[Records from a dataset]
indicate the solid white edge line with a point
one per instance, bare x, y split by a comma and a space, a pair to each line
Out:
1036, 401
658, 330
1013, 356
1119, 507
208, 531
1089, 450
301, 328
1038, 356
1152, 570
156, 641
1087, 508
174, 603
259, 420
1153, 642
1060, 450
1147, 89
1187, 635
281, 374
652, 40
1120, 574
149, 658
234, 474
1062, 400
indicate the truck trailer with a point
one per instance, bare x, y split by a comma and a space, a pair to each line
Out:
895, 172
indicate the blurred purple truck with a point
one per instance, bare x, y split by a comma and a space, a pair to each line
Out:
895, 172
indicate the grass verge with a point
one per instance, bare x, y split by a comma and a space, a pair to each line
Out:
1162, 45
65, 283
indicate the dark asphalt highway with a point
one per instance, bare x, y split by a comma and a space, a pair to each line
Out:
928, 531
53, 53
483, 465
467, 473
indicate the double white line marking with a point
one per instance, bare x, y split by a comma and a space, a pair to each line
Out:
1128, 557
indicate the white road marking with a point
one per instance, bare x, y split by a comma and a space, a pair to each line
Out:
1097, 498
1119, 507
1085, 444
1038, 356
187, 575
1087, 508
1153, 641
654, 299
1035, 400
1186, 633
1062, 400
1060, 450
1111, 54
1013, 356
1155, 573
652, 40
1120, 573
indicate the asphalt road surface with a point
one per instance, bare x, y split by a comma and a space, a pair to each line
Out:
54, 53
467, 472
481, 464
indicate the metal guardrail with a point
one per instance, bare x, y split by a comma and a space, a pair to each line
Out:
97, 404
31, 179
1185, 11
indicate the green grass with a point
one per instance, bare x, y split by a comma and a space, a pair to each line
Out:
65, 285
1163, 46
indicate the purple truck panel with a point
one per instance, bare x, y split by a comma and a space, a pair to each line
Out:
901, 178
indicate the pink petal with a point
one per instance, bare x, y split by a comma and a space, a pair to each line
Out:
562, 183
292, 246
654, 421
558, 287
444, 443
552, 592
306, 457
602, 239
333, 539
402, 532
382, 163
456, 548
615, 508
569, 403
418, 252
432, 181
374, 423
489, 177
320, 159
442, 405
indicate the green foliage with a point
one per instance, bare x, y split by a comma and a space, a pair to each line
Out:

Work to complete: Word for word, set down all of the records above.

Your response:
indicate the solid white edge line with a point
one per instance, bare x, y split by a comma and a space, a pair to each line
Out:
1036, 401
658, 330
1013, 356
1119, 507
208, 531
1089, 450
301, 328
1038, 356
1152, 570
156, 641
1087, 508
174, 603
259, 420
1153, 642
1060, 450
1147, 89
1187, 635
281, 374
652, 40
1120, 574
149, 658
234, 474
1062, 400
indicate the truck trailer with a point
one per instance, bare x, y split by a comma and a space, a pair to each line
Out:
895, 172
indicate the blurred purple truck with a point
one per instance, bare x, y split by a comma and a space, a pair to each line
Out:
895, 172
indicate the grass verge with a point
one per instance, bare x, y split by a comma and a space, a pair to each line
Out:
1162, 45
65, 283
indicate the dark asphalt highway with a point
one per instance, bare x, y split by a comma and a space, a pair to each line
Out:
928, 531
53, 53
483, 465
467, 473
indicate the double white line marking with a point
one per instance, bare x, y split by a comma and a space, a pair to each line
Out:
1128, 557
indicate the white road marking with a point
one per instance, bare x, y split by a comma and a space, a pair to each line
Out:
1097, 498
1119, 507
1085, 444
1038, 356
187, 575
1087, 508
1153, 641
654, 299
1035, 400
1186, 633
1062, 400
1060, 450
1111, 54
1013, 356
1155, 573
652, 40
1120, 573
indicate the asphalt road surface with a point
one per instance, bare x, y split by a comma and a space, a pair to each line
Out:
54, 53
467, 472
481, 464
indicate the metal guardrail with a point
one per instance, bare x, y split by a comma and a space, a pair to each line
Out:
97, 404
31, 179
1185, 11
indicate the green grass with a point
one per instance, bare x, y split by a comma and a space, a pair to each line
Out:
65, 285
1163, 46
indicate the purple truck panel with a point
one per instance, bare x, y split by a comma and a space, a pair to each line
Out:
901, 178
indicate the pink petal with a point
one per instance, bare x, y split by a comma and a space, a pair to each line
Out:
562, 183
292, 246
654, 421
558, 287
444, 443
552, 592
306, 457
602, 239
333, 539
402, 532
382, 163
456, 548
615, 508
569, 403
418, 252
432, 181
374, 423
489, 177
320, 159
442, 405
indicate the green foliage with a point
one per instance, bare x, y split by a comma and a space, a pair to each line
Out:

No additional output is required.